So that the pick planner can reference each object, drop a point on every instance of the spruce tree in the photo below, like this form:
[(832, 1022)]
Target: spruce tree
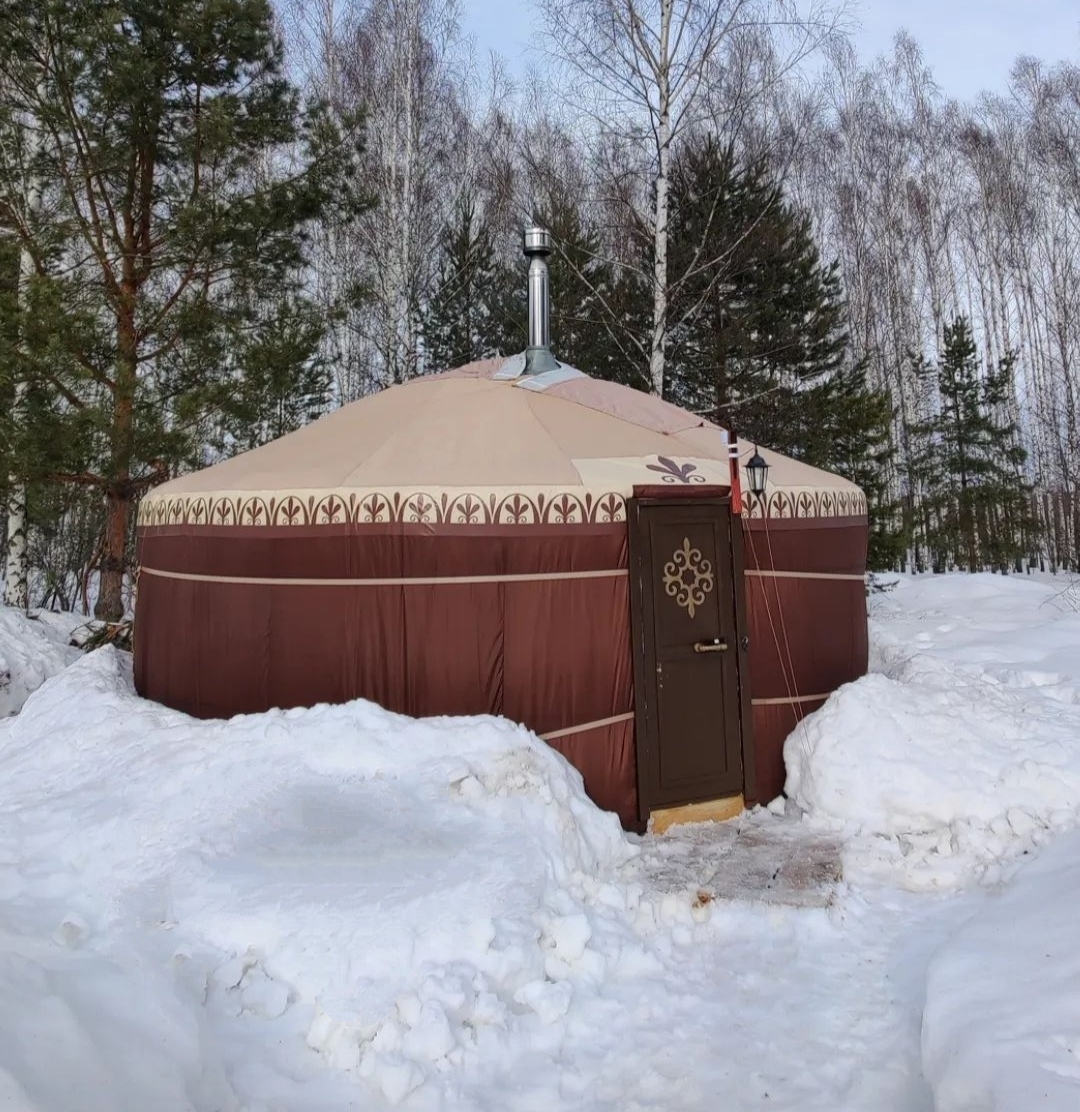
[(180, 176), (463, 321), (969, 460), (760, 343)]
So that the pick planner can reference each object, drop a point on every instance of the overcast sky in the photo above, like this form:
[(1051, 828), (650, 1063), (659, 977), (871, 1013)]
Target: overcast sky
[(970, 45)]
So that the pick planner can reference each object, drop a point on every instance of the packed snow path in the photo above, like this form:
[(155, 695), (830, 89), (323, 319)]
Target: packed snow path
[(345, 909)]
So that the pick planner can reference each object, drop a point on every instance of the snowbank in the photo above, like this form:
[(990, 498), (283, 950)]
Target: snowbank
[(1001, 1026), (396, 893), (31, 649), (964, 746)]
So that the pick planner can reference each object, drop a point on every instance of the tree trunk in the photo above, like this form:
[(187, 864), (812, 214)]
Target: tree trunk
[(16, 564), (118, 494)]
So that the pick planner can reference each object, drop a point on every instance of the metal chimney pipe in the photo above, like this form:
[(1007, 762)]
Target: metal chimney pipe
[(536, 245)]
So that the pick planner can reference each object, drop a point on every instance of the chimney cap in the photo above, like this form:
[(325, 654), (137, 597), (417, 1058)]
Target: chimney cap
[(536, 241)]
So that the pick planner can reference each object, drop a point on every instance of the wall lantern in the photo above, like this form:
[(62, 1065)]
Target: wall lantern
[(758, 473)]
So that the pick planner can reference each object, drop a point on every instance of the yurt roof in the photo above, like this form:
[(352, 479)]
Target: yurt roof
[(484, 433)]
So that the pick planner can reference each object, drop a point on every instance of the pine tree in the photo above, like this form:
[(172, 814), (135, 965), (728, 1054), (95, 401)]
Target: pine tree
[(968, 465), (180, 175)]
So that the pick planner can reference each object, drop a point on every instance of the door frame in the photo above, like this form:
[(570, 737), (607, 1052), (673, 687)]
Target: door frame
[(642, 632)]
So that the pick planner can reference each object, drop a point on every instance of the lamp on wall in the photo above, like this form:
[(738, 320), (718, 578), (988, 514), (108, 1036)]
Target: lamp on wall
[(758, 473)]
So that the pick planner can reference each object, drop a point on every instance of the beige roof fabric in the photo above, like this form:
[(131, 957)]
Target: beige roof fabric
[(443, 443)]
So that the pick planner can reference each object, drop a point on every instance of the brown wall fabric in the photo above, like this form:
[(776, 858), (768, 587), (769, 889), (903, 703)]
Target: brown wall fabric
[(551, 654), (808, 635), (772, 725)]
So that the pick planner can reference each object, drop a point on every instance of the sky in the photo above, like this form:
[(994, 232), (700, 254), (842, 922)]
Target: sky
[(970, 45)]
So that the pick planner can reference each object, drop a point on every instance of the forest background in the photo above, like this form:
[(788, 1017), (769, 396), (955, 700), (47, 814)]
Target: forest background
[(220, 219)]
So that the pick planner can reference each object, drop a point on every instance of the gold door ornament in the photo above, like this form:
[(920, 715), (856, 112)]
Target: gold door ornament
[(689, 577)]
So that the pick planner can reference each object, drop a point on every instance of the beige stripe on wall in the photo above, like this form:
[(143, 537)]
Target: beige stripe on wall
* * *
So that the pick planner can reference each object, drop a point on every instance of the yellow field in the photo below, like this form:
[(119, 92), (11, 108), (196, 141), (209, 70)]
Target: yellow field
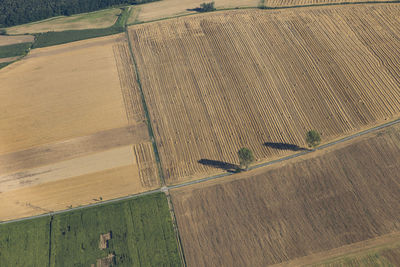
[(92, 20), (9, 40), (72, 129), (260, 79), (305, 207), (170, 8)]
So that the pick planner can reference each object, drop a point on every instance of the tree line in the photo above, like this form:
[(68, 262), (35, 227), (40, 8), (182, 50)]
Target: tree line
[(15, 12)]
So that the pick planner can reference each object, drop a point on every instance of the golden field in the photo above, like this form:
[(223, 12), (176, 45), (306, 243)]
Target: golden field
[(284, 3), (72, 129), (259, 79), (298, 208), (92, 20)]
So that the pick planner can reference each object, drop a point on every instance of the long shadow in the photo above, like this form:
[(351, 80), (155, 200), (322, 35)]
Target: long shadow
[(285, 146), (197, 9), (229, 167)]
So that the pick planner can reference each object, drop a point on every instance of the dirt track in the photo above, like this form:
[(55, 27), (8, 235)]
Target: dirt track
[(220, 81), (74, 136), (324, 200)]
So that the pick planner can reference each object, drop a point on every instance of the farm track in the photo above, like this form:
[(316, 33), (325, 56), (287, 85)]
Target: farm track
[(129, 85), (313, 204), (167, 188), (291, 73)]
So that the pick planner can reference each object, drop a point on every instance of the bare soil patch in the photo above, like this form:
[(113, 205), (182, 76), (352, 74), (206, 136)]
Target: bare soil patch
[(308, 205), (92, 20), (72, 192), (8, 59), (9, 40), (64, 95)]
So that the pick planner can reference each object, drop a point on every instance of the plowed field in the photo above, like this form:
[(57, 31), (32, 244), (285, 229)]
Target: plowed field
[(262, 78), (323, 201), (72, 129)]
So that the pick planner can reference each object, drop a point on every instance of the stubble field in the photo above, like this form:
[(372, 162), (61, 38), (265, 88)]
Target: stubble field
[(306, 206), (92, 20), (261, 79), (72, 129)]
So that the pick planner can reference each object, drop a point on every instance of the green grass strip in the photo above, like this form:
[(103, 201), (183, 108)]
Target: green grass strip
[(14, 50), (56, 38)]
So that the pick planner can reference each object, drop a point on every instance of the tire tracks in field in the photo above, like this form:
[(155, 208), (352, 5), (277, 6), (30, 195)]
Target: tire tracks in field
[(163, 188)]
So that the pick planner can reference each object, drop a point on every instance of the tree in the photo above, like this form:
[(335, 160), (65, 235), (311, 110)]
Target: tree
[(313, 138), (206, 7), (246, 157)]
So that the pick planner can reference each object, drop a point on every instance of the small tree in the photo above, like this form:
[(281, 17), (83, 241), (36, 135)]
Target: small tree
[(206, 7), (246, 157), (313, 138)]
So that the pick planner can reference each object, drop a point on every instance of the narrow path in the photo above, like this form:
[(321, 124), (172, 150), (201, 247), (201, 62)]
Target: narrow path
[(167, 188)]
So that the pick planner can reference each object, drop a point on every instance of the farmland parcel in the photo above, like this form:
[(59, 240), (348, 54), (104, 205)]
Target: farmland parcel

[Stated goal]
Could you copy out the items above, from the line containing "of the spruce" through the line containing "[(16, 564), (118, 494)]", inclusive, leaving out the pictures?

[Task solution]
So that the pick planner can reference each object, drop a point on every instance of the spruce tree in the photo below, like this form:
[(832, 1022)]
Target: spruce tree
[(180, 176), (463, 321), (969, 460), (760, 343)]
So that the pick planner can reference each object, drop a point on every instance of the overcast sky in the photo above, like this form:
[(1051, 828), (650, 1063), (659, 977), (871, 1013)]
Target: overcast sky
[(970, 45)]
So that the pick planner can reference each object, drop a point on every instance of the packed snow path in the photo above, like this form:
[(155, 695), (830, 89), (323, 319)]
Target: packed snow path
[(345, 909)]
So that the pick planner can reference each object, drop a point on every instance of the snowbank in the photo above, like this form:
[(990, 498), (283, 950)]
Target: snowbank
[(1001, 1026), (396, 893), (31, 649), (964, 746)]
So that the pick planner can reference each object, drop a point on every instance of the tree trunk in the photo above, like this form:
[(187, 864), (812, 214)]
Target: tree trunk
[(16, 564), (118, 494)]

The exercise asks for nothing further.